■ PASSAGE
There are a decent number of things to complain about in this game:
- You choose your characters’ actions but not targets, which means you’re constantly needing to plan around the Artificial Stupidity. They won’t focus on one enemy, they’ll aim spells at enemies immune to them, and they won’t always apply healing to the person who actually needs it.
- The extremely limited inventory (15 items per character, which includes spells and equipment) combined with the need for one-use healing and status recovery items leads to a lot of juggling. At least there’s a storage facility for things you’ll want to hoard—and because you need a lot of elemental protection gear and elemental weapons for different areas, you’ll want to hoard.
- Oh god, the status effects! Poison stays with you for freakin' ever, but enemies don't drop a lot of antidotes and again, you have very limited inventory. Oh, and there are several bosses who like to spam status-effect attacks. A boss about 1/3 of the way in pulls out a hit-all attack likely to cause paralyze, when your only opportunity to buy anti-paralyze gear is a town you can't get back to. Time to grind!
- The system is totally not set up to allow for solo missions, yet you’re constantly left with only one character and a long dungeon to get through (usually without a town to heal at or place to grind). So you panic through the dungeon, trying desperately not to take hits because three hits will kill you, and healing out of battle is virtually impossible (because you don’t have the inventory space to carry lots of potions), only to die and lose half your gems because healing apparently has even less priority that attacking. (That is, if you attack, you almost always go first. If you try to heal—but only in a solo battle when you’re one hit away from death—you always go second. My party was wiped out four times because of this.)
- The problematic viewing angle in dungeons and lack of a useful map feature. I’m reminded a bit of Black Sigil; I feel like they didn’t bother to actually thoroughly playtest their system, especially for all of the “creative” variations they came up with to put the player through. Also in that it really could use an in-game dungeon minimap and a world map that is actually useful—when you’re not wandering into endless dead-ends, dungeons go by much faster. (Admittedly, the encounter rate in this game is much more manageable, and most battles are faster. But in Black Sigil, if you wanted your characters to be more powerful, all you had to do was level up.)

(Object pointing dataset rows)
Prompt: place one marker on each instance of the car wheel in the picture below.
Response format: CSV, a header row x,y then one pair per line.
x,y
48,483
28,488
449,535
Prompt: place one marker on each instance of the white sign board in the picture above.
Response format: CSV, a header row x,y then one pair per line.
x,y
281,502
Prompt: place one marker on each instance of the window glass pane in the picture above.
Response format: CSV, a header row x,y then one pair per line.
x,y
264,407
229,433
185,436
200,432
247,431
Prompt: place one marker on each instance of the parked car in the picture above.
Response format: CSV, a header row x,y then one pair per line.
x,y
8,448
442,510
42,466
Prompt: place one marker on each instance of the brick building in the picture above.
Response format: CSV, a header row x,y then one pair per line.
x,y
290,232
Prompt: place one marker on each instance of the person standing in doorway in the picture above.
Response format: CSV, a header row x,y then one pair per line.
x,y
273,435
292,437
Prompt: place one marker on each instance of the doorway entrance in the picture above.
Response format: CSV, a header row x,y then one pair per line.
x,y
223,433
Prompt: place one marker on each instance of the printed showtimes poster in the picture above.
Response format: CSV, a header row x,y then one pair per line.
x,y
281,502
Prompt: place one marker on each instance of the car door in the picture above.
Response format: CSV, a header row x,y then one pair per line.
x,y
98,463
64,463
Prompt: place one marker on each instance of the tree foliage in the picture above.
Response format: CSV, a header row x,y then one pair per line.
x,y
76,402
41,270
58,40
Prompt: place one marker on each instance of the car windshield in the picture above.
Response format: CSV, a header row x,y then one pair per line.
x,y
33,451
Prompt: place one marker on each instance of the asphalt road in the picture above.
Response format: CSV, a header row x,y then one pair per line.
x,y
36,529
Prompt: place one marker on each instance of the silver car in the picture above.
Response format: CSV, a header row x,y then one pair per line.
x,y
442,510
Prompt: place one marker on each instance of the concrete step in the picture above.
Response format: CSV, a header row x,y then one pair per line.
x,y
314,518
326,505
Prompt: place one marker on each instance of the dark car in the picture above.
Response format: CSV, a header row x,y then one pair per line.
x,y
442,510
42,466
* * *
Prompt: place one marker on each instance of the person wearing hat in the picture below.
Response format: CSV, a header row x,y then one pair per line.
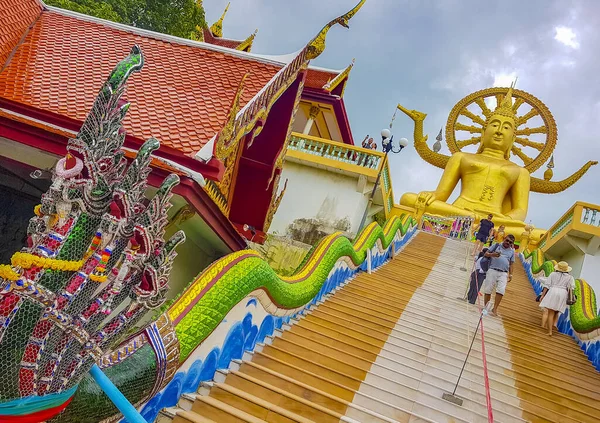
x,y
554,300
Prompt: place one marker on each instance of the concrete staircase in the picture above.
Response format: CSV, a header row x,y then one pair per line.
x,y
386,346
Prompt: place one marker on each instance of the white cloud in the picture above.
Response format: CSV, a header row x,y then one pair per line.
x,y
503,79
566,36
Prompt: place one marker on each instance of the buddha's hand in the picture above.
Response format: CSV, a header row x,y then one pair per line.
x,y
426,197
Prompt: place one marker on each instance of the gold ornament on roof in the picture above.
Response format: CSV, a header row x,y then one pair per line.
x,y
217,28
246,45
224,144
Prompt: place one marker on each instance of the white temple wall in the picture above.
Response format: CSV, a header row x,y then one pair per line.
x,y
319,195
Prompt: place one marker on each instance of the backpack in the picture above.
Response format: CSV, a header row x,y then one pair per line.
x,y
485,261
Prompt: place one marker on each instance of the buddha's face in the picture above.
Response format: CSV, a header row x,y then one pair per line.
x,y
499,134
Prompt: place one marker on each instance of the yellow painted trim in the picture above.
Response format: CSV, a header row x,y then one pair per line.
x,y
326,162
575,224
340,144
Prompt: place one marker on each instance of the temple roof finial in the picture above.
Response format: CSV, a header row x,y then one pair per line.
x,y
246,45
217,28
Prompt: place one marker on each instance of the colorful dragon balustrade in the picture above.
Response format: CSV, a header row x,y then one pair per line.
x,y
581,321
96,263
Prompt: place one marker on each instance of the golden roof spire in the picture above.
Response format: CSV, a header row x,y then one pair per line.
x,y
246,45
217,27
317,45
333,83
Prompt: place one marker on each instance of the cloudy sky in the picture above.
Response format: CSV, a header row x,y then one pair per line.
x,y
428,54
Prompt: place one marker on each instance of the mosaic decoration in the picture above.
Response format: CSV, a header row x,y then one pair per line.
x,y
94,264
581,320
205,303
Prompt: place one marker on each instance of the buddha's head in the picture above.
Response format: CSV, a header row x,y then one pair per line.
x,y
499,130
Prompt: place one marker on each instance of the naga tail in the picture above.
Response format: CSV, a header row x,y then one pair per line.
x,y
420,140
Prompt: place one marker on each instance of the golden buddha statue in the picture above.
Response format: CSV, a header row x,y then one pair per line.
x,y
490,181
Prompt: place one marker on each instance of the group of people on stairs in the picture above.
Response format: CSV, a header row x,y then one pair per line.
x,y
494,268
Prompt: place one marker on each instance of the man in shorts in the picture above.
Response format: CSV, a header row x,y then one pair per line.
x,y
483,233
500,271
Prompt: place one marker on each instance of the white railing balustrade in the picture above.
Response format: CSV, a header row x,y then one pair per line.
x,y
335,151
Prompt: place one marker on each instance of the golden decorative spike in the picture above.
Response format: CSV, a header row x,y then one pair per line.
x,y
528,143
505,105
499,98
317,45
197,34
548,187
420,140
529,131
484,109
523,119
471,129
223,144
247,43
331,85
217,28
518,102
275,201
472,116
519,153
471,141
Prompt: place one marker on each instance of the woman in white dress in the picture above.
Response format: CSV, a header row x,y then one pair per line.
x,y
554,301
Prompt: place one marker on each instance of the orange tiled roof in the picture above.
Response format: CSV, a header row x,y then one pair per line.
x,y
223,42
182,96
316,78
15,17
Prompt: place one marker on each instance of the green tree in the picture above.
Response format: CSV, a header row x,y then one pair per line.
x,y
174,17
--
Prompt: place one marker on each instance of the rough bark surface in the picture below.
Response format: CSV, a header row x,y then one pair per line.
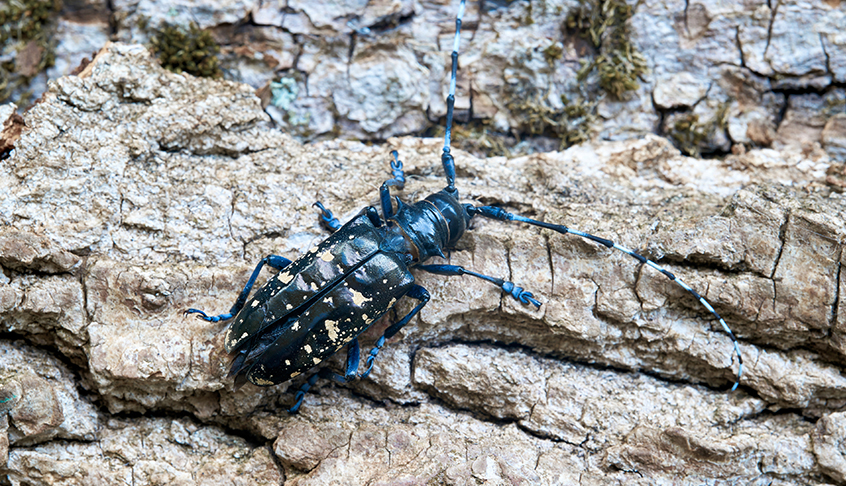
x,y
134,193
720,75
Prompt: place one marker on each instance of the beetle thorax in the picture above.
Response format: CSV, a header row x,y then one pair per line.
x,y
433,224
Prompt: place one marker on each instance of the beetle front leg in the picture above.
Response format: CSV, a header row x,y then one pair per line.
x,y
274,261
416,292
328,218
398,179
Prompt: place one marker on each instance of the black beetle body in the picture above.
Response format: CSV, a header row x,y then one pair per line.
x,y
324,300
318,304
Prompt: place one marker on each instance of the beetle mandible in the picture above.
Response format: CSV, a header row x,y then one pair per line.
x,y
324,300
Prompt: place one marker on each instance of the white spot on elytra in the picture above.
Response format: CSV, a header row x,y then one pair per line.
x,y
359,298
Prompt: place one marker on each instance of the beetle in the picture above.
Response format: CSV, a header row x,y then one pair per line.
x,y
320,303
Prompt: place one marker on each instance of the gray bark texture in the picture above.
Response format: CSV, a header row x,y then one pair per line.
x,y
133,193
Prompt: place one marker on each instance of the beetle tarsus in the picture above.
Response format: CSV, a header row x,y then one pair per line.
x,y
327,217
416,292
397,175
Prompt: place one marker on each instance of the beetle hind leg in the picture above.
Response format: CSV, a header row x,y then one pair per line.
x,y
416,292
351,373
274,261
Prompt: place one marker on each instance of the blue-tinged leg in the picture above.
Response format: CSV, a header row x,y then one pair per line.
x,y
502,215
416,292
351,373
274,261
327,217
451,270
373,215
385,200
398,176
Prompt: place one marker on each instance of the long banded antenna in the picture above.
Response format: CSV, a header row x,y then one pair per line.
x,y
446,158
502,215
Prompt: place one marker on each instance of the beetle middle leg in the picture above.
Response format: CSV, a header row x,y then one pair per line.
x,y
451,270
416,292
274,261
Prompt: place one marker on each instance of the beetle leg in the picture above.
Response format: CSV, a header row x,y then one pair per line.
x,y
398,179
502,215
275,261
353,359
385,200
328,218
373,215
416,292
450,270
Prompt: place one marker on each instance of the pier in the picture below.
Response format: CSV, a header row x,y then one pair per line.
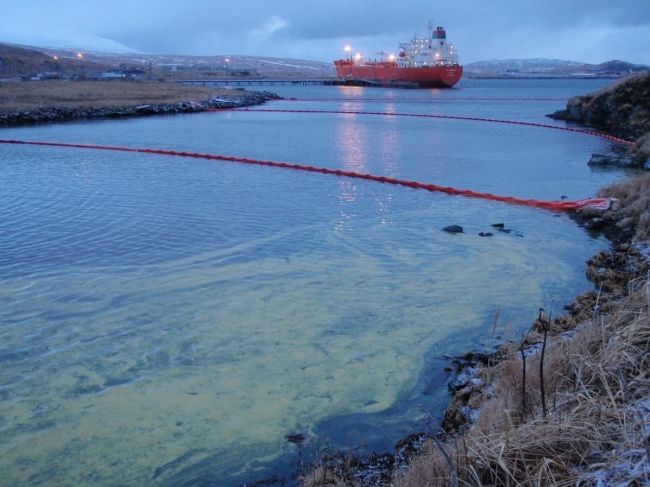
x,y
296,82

■ BRIEF
Write out the game review between "- The extremely" and "want to hoard.", inclusive, substituting "item vault" for "storage facility". These entries come from a different source than the game review.

■ COMPLETE OUTPUT
- The extremely limited inventory (15 items per character, which includes spells and equipment) combined with the need for one-use healing and status recovery items leads to a lot of juggling. At least there’s a item vault for things you’ll want to hoard—and because you need a lot of elemental protection gear and elemental weapons for different areas, you’ll want to hoard.